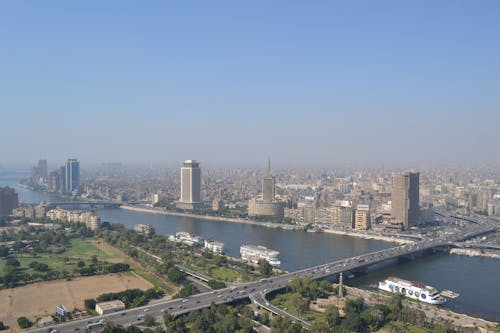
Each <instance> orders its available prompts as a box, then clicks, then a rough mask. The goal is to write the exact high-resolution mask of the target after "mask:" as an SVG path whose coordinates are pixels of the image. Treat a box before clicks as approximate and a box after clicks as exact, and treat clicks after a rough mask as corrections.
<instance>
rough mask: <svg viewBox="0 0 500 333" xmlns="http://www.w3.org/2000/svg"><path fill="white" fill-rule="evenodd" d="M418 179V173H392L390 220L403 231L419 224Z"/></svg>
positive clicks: (418, 197)
mask: <svg viewBox="0 0 500 333" xmlns="http://www.w3.org/2000/svg"><path fill="white" fill-rule="evenodd" d="M419 178H420V174H419V173H418V172H403V173H399V172H393V173H392V192H391V200H392V206H391V218H392V219H393V220H395V221H396V222H401V223H402V224H403V227H404V228H405V229H408V228H409V227H412V226H416V225H417V224H418V223H419V214H420V208H419V195H420V193H419V182H420V180H419Z"/></svg>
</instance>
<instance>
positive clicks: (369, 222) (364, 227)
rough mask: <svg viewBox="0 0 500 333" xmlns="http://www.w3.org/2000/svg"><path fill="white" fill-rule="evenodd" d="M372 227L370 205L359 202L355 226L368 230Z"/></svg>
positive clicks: (354, 217)
mask: <svg viewBox="0 0 500 333" xmlns="http://www.w3.org/2000/svg"><path fill="white" fill-rule="evenodd" d="M370 227H371V223H370V206H369V205H360V204H358V206H357V207H356V212H355V213H354V228H355V229H357V230H368V229H370Z"/></svg>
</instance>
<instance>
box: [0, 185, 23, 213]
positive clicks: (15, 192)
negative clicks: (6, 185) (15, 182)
mask: <svg viewBox="0 0 500 333" xmlns="http://www.w3.org/2000/svg"><path fill="white" fill-rule="evenodd" d="M17 207H19V197H18V195H17V192H16V190H14V189H13V188H11V187H0V216H1V215H10V214H12V210H13V209H14V208H17Z"/></svg>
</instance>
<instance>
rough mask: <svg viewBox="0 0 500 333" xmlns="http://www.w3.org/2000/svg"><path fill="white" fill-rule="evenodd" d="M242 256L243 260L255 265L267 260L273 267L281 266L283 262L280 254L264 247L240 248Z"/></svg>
mask: <svg viewBox="0 0 500 333" xmlns="http://www.w3.org/2000/svg"><path fill="white" fill-rule="evenodd" d="M240 254H241V259H242V260H245V261H250V262H253V263H255V264H257V263H258V262H259V260H261V259H266V260H267V261H268V262H269V264H271V265H272V266H279V265H281V261H280V260H279V258H278V257H279V255H280V253H279V252H278V251H275V250H270V249H268V248H267V247H265V246H262V245H242V246H241V247H240Z"/></svg>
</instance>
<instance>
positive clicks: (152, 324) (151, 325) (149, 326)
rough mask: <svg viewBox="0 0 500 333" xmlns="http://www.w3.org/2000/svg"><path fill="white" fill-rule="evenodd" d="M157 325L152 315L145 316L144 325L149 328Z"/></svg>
mask: <svg viewBox="0 0 500 333" xmlns="http://www.w3.org/2000/svg"><path fill="white" fill-rule="evenodd" d="M155 324H156V322H155V319H154V317H153V316H152V315H149V314H148V315H145V316H144V325H146V326H148V327H152V326H154V325H155Z"/></svg>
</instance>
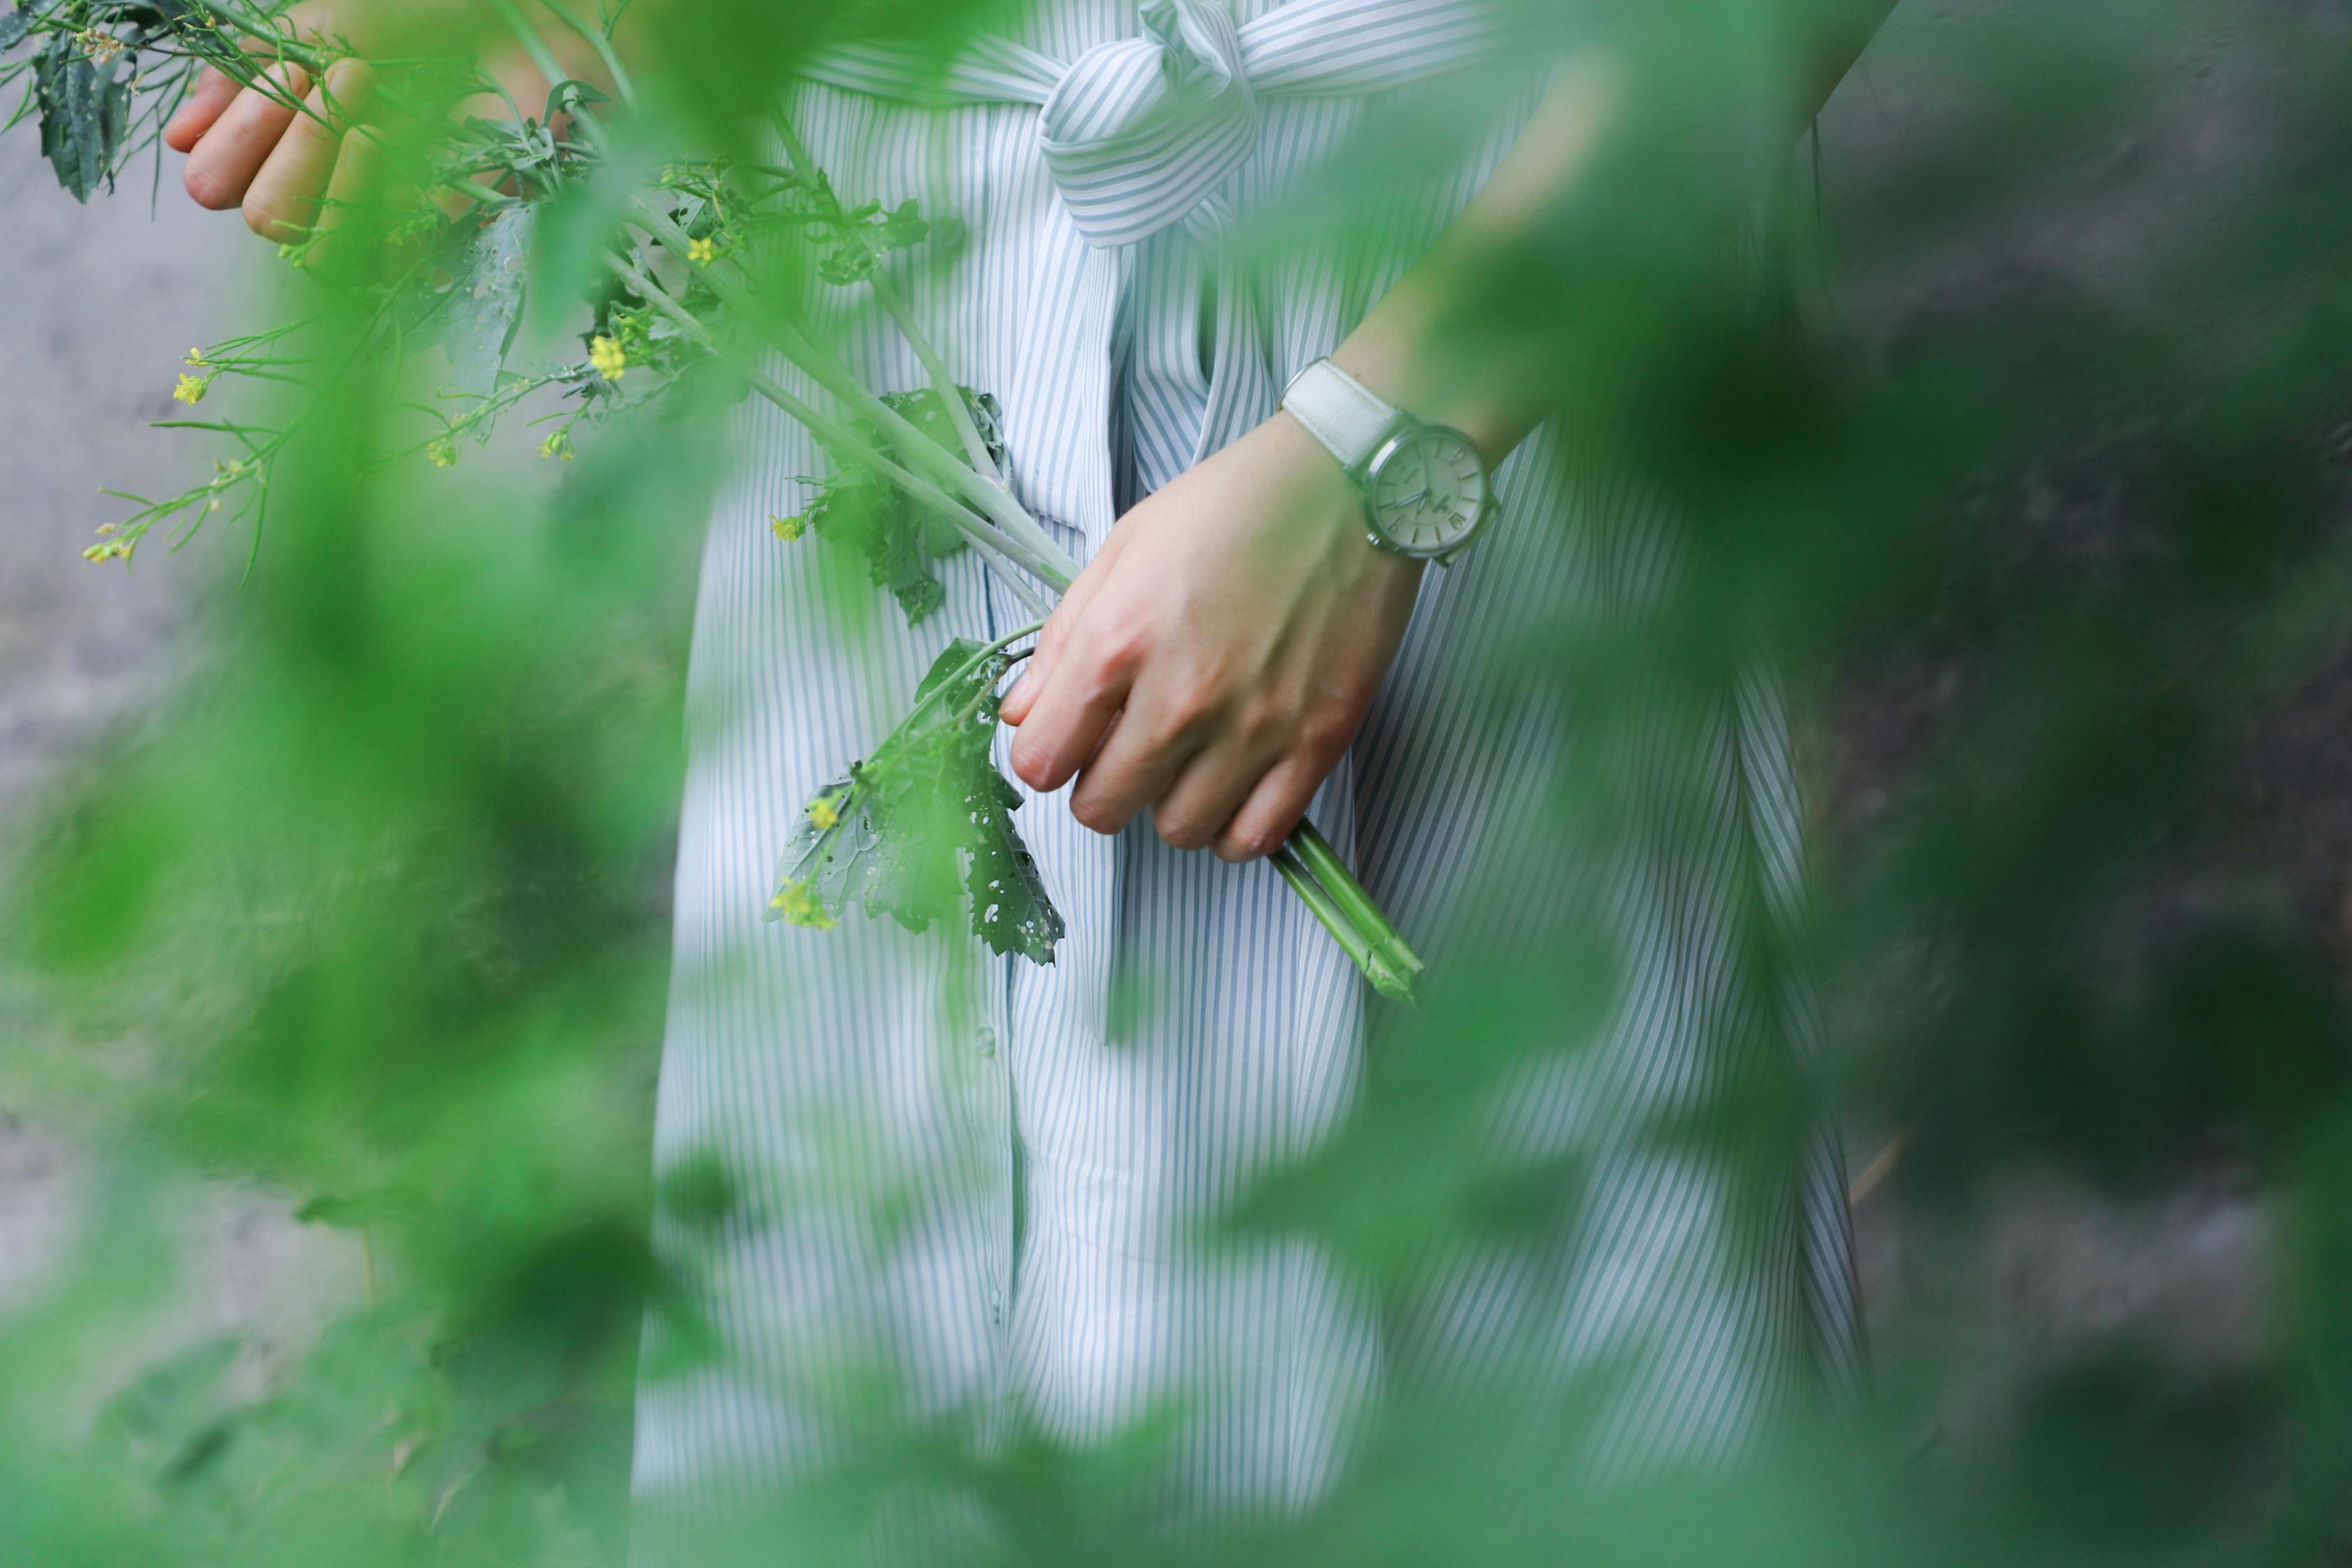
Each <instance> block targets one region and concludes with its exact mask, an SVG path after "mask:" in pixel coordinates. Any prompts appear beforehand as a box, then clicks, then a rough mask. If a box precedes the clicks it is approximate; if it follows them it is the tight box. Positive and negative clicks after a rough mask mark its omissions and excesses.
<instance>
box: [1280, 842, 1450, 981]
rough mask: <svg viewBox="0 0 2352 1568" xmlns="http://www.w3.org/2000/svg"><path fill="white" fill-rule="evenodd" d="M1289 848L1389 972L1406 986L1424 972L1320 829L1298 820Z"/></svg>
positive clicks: (1366, 892)
mask: <svg viewBox="0 0 2352 1568" xmlns="http://www.w3.org/2000/svg"><path fill="white" fill-rule="evenodd" d="M1289 849H1291V851H1296V853H1298V860H1301V863H1303V865H1305V867H1308V872H1310V875H1312V877H1315V879H1317V882H1322V886H1324V889H1327V891H1329V893H1331V900H1334V903H1338V907H1341V910H1345V912H1348V917H1350V919H1352V922H1355V924H1357V929H1359V931H1362V933H1364V938H1367V940H1369V943H1371V947H1374V950H1376V952H1381V957H1383V961H1385V964H1388V966H1390V969H1392V971H1397V973H1402V976H1406V980H1409V983H1411V980H1418V978H1421V971H1423V964H1421V954H1416V952H1414V950H1411V947H1409V945H1406V943H1404V936H1402V933H1399V931H1397V929H1395V926H1392V924H1390V922H1388V914H1383V912H1381V905H1378V903H1374V898H1371V893H1367V891H1364V884H1362V882H1357V879H1355V872H1352V870H1348V863H1345V860H1343V858H1341V853H1338V851H1336V849H1331V839H1327V837H1322V830H1317V827H1315V823H1310V820H1305V818H1301V820H1298V827H1294V830H1291V839H1289Z"/></svg>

## What to produce
Exactly as given, transcribe every line of the data, but not its images.

## Output
Each <instance> orders its available prompts as a box, then clicks, then a rough mask. The goal is to write the exact high-resolution mask of the target after "mask:" as an SVG path whose coordinates are pixels of the image. Treat a box before clicks as approximate and a box after clicks as exact, and treat clicks after a rough mask as corrections.
<instance>
rough mask: <svg viewBox="0 0 500 333" xmlns="http://www.w3.org/2000/svg"><path fill="white" fill-rule="evenodd" d="M418 179V173H392L390 220L403 231L419 224Z"/></svg>
positive clicks: (418, 197)
mask: <svg viewBox="0 0 500 333" xmlns="http://www.w3.org/2000/svg"><path fill="white" fill-rule="evenodd" d="M419 178H420V174H419V173H418V172H403V173H399V172H393V173H392V192H391V200H392V206H391V218H392V219H393V220H395V221H396V222H401V223H402V224H403V227H404V228H405V229H408V228H409V227H412V226H416V225H417V224H418V223H419V214H420V208H419V195H420V193H419V182H420V180H419Z"/></svg>
</instance>
<instance>
positive clicks: (369, 222) (364, 227)
rough mask: <svg viewBox="0 0 500 333" xmlns="http://www.w3.org/2000/svg"><path fill="white" fill-rule="evenodd" d="M372 227L370 205L359 202L355 226L368 230Z"/></svg>
positive clicks: (354, 217)
mask: <svg viewBox="0 0 500 333" xmlns="http://www.w3.org/2000/svg"><path fill="white" fill-rule="evenodd" d="M370 227H371V223H370V206H369V205H360V204H358V206H357V207H356V212H355V213H354V228H355V229H357V230H368V229H370Z"/></svg>
</instance>
<instance>
box: [0, 185, 23, 213]
positive clicks: (15, 192)
negative clicks: (6, 185) (15, 182)
mask: <svg viewBox="0 0 500 333" xmlns="http://www.w3.org/2000/svg"><path fill="white" fill-rule="evenodd" d="M17 207H19V197H18V195H17V192H16V190H14V189H13V188H11V187H0V216H1V215H10V214H12V210H13V209H14V208H17Z"/></svg>
</instance>
<instance>
rough mask: <svg viewBox="0 0 500 333" xmlns="http://www.w3.org/2000/svg"><path fill="white" fill-rule="evenodd" d="M242 256L243 260L255 265L267 260L273 267L281 266L283 262L280 254L264 247L240 248Z"/></svg>
mask: <svg viewBox="0 0 500 333" xmlns="http://www.w3.org/2000/svg"><path fill="white" fill-rule="evenodd" d="M240 254H241V259H242V260H245V261H250V262H253V263H255V264H257V263H258V262H259V260H261V259H266V260H267V261H268V262H269V264H271V265H272V266H279V265H281V261H280V260H279V258H278V257H279V255H280V253H279V252H278V251H275V250H270V249H268V248H267V247H265V246H262V245H242V246H241V247H240Z"/></svg>
</instance>
<instance>
positive clicks: (152, 324) (151, 325) (149, 326)
rough mask: <svg viewBox="0 0 500 333" xmlns="http://www.w3.org/2000/svg"><path fill="white" fill-rule="evenodd" d="M157 325L152 315L145 316L144 325L149 328Z"/></svg>
mask: <svg viewBox="0 0 500 333" xmlns="http://www.w3.org/2000/svg"><path fill="white" fill-rule="evenodd" d="M155 324H156V322H155V319H154V317H153V316H152V315H149V314H148V315H145V316H144V325H146V326H148V327H152V326H154V325H155Z"/></svg>
</instance>
Each <instance> block targets one region and concludes with its exact mask, an SVG path after "mask:" in pixel coordinates. Any prompts appear beforehand as a box, then clicks, then a rough mask. If a box precedes the clicks it is approximate; if it follows them it is the tight box. Positive and negative clicks after a rough mask mark its omissions and excesses.
<instance>
box: [1280, 842, 1450, 981]
rough mask: <svg viewBox="0 0 2352 1568" xmlns="http://www.w3.org/2000/svg"><path fill="white" fill-rule="evenodd" d="M1289 848L1389 972L1406 986L1424 972L1320 829L1298 820Z"/></svg>
positive clicks: (1366, 892)
mask: <svg viewBox="0 0 2352 1568" xmlns="http://www.w3.org/2000/svg"><path fill="white" fill-rule="evenodd" d="M1289 849H1291V851H1296V853H1298V860H1301V863H1303V865H1305V867H1308V872H1310V875H1312V877H1315V879H1317V882H1322V886H1324V889H1327V891H1329V893H1331V900H1334V903H1338V907H1341V910H1345V912H1348V917H1350V919H1352V922H1355V924H1357V929H1359V931H1362V933H1364V938H1367V940H1369V943H1371V947H1374V950H1376V952H1381V957H1383V961H1385V964H1388V966H1390V969H1392V971H1397V973H1402V976H1406V980H1409V983H1411V980H1418V978H1421V971H1423V964H1421V954H1416V952H1414V950H1411V947H1409V945H1406V943H1404V936H1402V933H1399V931H1397V929H1395V926H1392V924H1390V922H1388V914H1383V912H1381V905H1378V903H1374V898H1371V893H1367V891H1364V884H1362V882H1357V879H1355V872H1352V870H1348V863H1345V860H1343V858H1341V853H1338V851H1336V849H1331V839H1327V837H1322V830H1317V827H1315V823H1310V820H1305V818H1301V820H1298V827H1294V830H1291V839H1289Z"/></svg>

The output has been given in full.